* BEGIN Page *
How many elements are present in the subset of null set ?

How many elements are present in the subset of a null set?

This is one the question that appeared in my math exam.

Definition $1.1$ - Subset: A set $A$ is a subset of set $B$ if all the elements of $A$ are also elements of $B$

Definition $1.2$ - Null set or Void set or Empty set: If is a set containing no elements

Definition $1.3$ - Power set: It is the set of all possible subsets of a given set

Theorem $1.1$: Every set is a subset of itself

Theorem $1.2$: Null set is a subset of every set

I think the answer to this question is $0$ because,

$$\mathbf{No.\ of\ subsets} = 2^m$$

So, the number of subsets of a null set (denoted by $\emptyset$) which contains $0$ elements would be $2^0 = 1$ and that subset will be the null set $\emptyset$ itself. Hence, the number of elements in $0$.
* END Page *
* BEGIN Data lines *
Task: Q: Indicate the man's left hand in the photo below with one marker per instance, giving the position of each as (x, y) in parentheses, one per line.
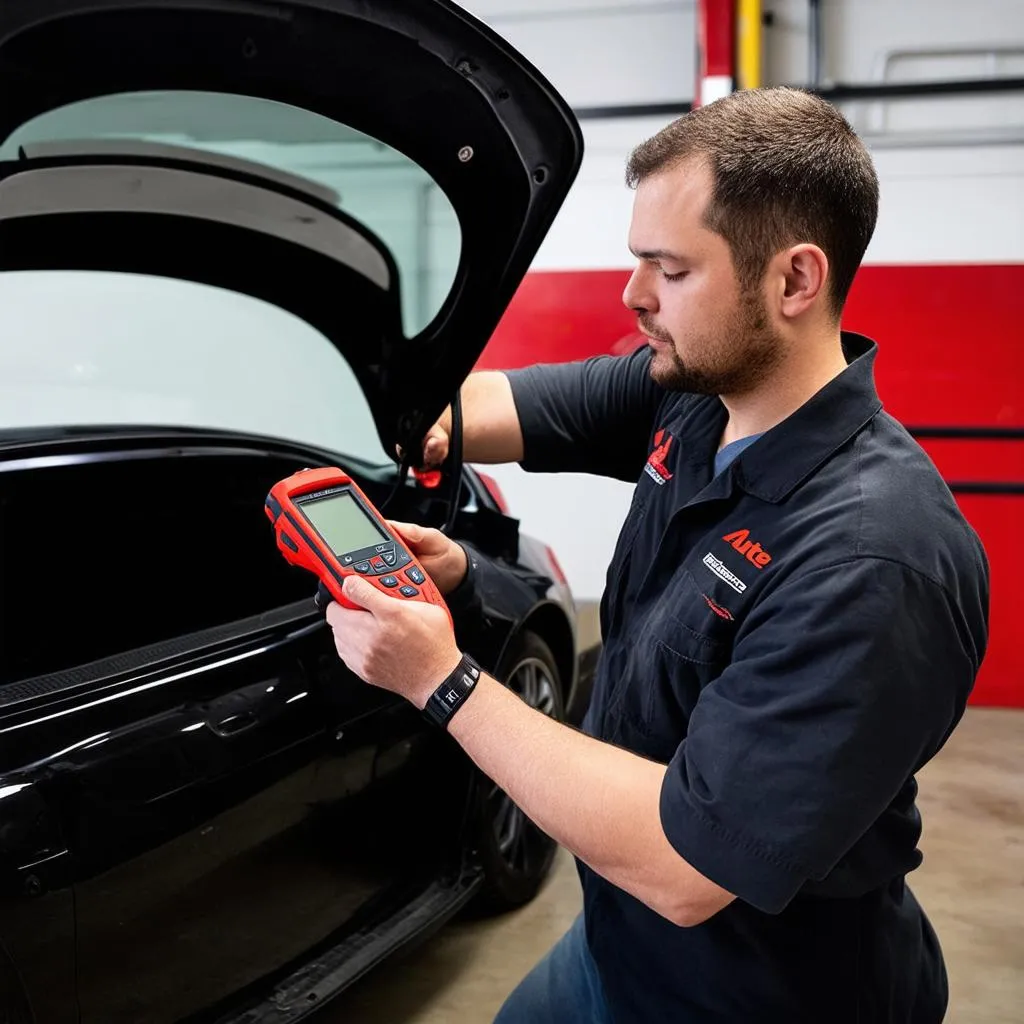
* END Data lines *
Problem set -
- a) For each statement, answer yes or no according to the post on subsets of the null set, and quote the words that decide it. (i) The writer believes the answer to the exam question is 0. (ii) A power set is defined as the set of all possible subsets of a given set. (iii) Theorem 1.2 says that every set is a subset of the null set.
- b) Carry on the post about subsets of the null set from the point where it ends.

Answers for this exercise -
- a)
(i) Yes: "I think the answer to this question is $0$"
(ii) Yes: "It is the set of all possible subsets of a given set"
(iii) No: "Null set is a subset of every set"

- b)
But my math teacher told me that the answer is $1$. And her reasoning is as follows, she stated the same that the number of subset of a null set will be $1$ and she represented subset of null set as {$\emptyset$}. So she told the answer to be $1$ as the null set acted as an element in here.

I don't know which of the answers - $0$ or $1$ is correct. There is a debate among me and my teacher about the answers. So, you answers with explanation helps me. Could someone let me know . . .